#### [Text]
Shortly after I gave birth to my daughter, I was feeding her, wearing the same outfit I was wearing the day (or two) before, covered in tears and spit up. I was scrolling through Instagram and came across a photo of a brand new mom, still in her hospital bed post-labor, wearing a beautiful floral robe and looking more put together than I do on a normal day. She was holding her new perfect baby girl – big pink bow and all.  Do you know the first thought that came to my mind?

I was “less than” her.

Why was I still in my clothes from two days ago? Why did I still look huge and pregnant with deep, dark bags under my eyes? Was I failing because I was having a hard time with new mom life, while she was sitting in her hospital bed all perfect and happy?

As my daughter went through her first three months of life and I silently struggled with postpartum anxiety and depression, I would see photos of other new moms on social media living a seemingly flawless, new mom lifestyle. I would beat myself up every time I saw a photo of a smiling, fit new mom going on a run with her 3 month old, while I was having a hard time getting myself out of the house. Every time I logged onto Instagram, I convinced myself that I wasn’t doing “as good” as others. That self-imposed pressure turned into me really not loving myself.

You Do You, Mama: Overcoming The Societal Pressures of Motherhood

Being a new mom can be very isolating.

I love to turn to social media and “mom blogs” for information first. All over the internet, I would read about the benefits of breastfeeding and why you must do it. When it didn’t work out for me, I felt like society would hate me and pin me as a bad mom. I even found myself avoiding certain people that were breastfeeding, just because I didn’t want to say out loud that I was feeding my daughter formula. Then, when I had to put my 3 month old on medicine for reflux, the internet told me I was a monster. 

There are messages of what moms should do, be, think, and act like pressure us every single day. 

When the societal pressures mix with a strong majority of social media accounts posting only the happiest, edited, filtered (and in a lot of cases, fake) photos and stories, it take take a huge toll on one’s self-love and self-worth. This is especially true for new moms who are vulnerable and easily impressionable. I fell victim to the “highlight reel” for a long time. So many times, I would look at social media and read blog posts thinking that what I saw was reality– that everybody was happy and perfect at all times.

I finally realized two things:

  1. What you see on social media is not real. People don’t want to post negative things on their social media platforms (understandably so). Up until recently, I was one of those people. You would have never known that I was so unhappy based on my social media feed. 
  2. Society will tell you all sorts of things, but who decides what is right and wrong? Honestly, I wonder this all the time. 

The bottom line is that comparison is the thief of joy.

Don’t compare yourself to what you see on social media. People who run picture-perfect accounts spend a lot of time making curated stories of their lives in order to attract an audience. You NEVER know how hard of a time they could actually be having. Appreciate the happiness and beauty you see in the photos, but take it with a grain of salt.

Don’t compare yourself or give in to the pressure to change yourself to society’s wants. Doing what is best for you and your life is going to be much better than doing something that some influential person decided was right.

If you want to change the world, be more vulnerable on social media.

Take a break from picture perfect posts. Educate, inspire, or bring awareness to something that you might be struggling with. Social media pressure can be such a curse, but it can also be such a blessing if used for good.

Just remember, somebody will always have more and do more than you do; conversely, somebody will always see you as the person who has more and does more. 

So you do you, mama. Eat the cake, go for a run, or just spend the day on the couch watching movies with your kid(s). Heck, go spend a day by yourself.

If it makes you happy, that’s really all that matters, right?

#### [Collected material]
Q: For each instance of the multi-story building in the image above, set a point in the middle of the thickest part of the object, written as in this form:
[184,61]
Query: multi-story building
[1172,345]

#### [Task statement]
Decide whether each of these statements agrees with the text on new motherhood and social media, answering yes or no and quoting the words of the text that decide it. 1. The writer was able to breastfeed successfully. 2. The writer's daughter was given medicine for reflux at three months old. 3. The writer struggled with postpartum anxiety and depression during the daughter's first three months.

#### [Final answer]
1. No: "When it didn’t work out for me"
2. Yes: "when I had to put my 3 month old on medicine for reflux"
3. Yes: "As my daughter went through her first three months of life and I silently struggled with postpartum anxiety and depression"